*Items stored from a collection*.
────────

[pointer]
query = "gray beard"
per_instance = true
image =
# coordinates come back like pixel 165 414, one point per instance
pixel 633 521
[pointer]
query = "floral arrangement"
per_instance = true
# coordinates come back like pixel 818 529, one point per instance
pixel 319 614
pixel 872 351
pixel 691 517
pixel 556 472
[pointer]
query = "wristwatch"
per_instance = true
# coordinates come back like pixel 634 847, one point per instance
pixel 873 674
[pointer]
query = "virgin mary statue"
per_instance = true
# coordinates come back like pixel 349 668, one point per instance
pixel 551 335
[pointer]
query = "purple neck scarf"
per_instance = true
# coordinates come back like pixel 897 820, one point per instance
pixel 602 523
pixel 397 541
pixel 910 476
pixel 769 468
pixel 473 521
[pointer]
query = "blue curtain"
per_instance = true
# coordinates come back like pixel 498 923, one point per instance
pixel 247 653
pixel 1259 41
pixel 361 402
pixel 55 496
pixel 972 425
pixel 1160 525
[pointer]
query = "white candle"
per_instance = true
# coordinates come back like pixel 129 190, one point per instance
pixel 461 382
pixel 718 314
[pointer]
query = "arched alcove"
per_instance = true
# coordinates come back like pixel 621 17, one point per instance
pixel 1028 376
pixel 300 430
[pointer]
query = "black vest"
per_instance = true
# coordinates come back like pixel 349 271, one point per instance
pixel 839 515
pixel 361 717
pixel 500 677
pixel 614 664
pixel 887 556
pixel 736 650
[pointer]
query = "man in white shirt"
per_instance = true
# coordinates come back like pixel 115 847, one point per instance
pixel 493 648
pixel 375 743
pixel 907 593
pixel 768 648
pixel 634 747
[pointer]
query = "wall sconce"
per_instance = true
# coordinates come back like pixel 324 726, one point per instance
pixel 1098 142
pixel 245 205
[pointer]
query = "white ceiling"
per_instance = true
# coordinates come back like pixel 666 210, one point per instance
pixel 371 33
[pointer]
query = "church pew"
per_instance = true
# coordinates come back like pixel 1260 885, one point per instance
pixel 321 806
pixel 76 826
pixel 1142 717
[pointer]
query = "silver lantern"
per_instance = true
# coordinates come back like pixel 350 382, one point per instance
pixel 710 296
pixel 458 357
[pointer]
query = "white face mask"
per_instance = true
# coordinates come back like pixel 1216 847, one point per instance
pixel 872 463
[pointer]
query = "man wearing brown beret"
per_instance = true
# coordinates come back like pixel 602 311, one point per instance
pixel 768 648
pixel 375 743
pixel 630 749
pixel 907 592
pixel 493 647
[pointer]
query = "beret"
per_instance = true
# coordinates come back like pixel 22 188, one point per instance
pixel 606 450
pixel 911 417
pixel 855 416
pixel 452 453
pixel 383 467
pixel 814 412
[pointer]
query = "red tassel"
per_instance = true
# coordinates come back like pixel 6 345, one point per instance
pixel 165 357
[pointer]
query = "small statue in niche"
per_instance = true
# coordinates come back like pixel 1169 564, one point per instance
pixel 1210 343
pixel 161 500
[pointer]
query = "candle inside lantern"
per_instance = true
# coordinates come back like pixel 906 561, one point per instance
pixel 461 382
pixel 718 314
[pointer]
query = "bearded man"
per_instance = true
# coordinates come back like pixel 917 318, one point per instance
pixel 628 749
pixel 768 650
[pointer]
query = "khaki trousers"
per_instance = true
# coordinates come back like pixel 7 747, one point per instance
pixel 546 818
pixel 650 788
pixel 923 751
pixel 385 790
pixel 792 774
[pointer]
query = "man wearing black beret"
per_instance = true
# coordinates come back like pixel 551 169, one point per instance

────────

*WHAT YOU NEED TO DO*. Quote all of the lines above word for word.

*COMPLETE ANSWER*.
[pointer]
query = "gray beard"
per_instance = true
image =
# coordinates come back like pixel 165 414, one point per instance
pixel 633 521
[pointer]
query = "floral arrangement"
per_instance = true
# coordinates come back like pixel 818 529, one point per instance
pixel 319 614
pixel 872 351
pixel 691 517
pixel 556 472
[pointer]
query = "wristwatch"
per_instance = true
# coordinates come back like pixel 634 847, one point per instance
pixel 873 674
[pointer]
query = "virgin mary statue"
per_instance = true
# coordinates come back like pixel 349 668, one point per instance
pixel 551 335
[pointer]
query = "purple neck scarf"
per_instance = true
# coordinates come back like pixel 897 820, one point per instance
pixel 602 523
pixel 397 541
pixel 910 476
pixel 769 468
pixel 473 521
[pointer]
query = "blue curtain"
per_instance = true
# coordinates come back like pixel 498 923, one point per instance
pixel 247 653
pixel 1259 41
pixel 361 402
pixel 55 496
pixel 972 425
pixel 1160 525
[pointer]
query = "white candle"
per_instance = true
# coordinates come back like pixel 129 190, one point per instance
pixel 461 382
pixel 718 314
[pointer]
query = "arched alcove"
per_instance = true
# coordinates come back like pixel 621 17, one point per instance
pixel 1028 376
pixel 300 430
[pointer]
query = "black vest"
per_instance = true
# coordinates come back like pixel 349 271, one point per instance
pixel 839 515
pixel 361 717
pixel 500 677
pixel 614 664
pixel 887 556
pixel 736 650
[pointer]
query = "man in white shirt"
per_instance = true
# coordinates come back like pixel 115 847, one point per instance
pixel 493 648
pixel 375 743
pixel 907 593
pixel 768 648
pixel 634 747
[pointer]
query = "wall sconce"
per_instance = true
# coordinates come back like pixel 324 726, one point per instance
pixel 1098 142
pixel 245 205
[pointer]
query = "white ceiling"
per_instance = true
# coordinates come back like pixel 666 210, one point per instance
pixel 371 33
[pointer]
query = "church pew"
per_instance = true
# coordinates come back like pixel 1260 885, one point per instance
pixel 321 806
pixel 76 826
pixel 1142 717
[pointer]
query = "silver lantern"
per_instance = true
# coordinates come back like pixel 350 382, one point per instance
pixel 710 296
pixel 458 357
[pointer]
query = "white face mask"
per_instance = true
# coordinates come back like pixel 1216 847, one point per instance
pixel 872 463
[pointer]
query = "man wearing brown beret"
per_instance = true
# coordinates come back like pixel 602 311, one point per instance
pixel 768 648
pixel 375 743
pixel 630 749
pixel 907 592
pixel 493 647
[pointer]
query = "beret"
per_instance = true
# coordinates come back like pixel 22 188, one point per instance
pixel 606 450
pixel 911 417
pixel 855 416
pixel 452 453
pixel 383 467
pixel 814 412
[pointer]
query = "red tassel"
per_instance = true
# coordinates come back like pixel 6 345, one point per instance
pixel 165 357
[pointer]
query = "small statue in niche"
per_instance = true
# coordinates come back like pixel 1169 564, one point per instance
pixel 1210 343
pixel 161 500
[pointer]
query = "candle inside lantern"
per_instance = true
# coordinates come back like pixel 906 561, one point per instance
pixel 461 382
pixel 718 314
[pointer]
query = "bearded man"
per_instance = true
# coordinates come back like pixel 917 318, one point per instance
pixel 628 749
pixel 768 650
[pointer]
query = "khaki trousers"
per_instance = true
# coordinates come back like pixel 7 747, one point per instance
pixel 546 818
pixel 650 788
pixel 923 751
pixel 385 790
pixel 792 774
[pointer]
query = "man wearing black beret"
per_instance = true
# coordinates come back like pixel 551 169, one point per instance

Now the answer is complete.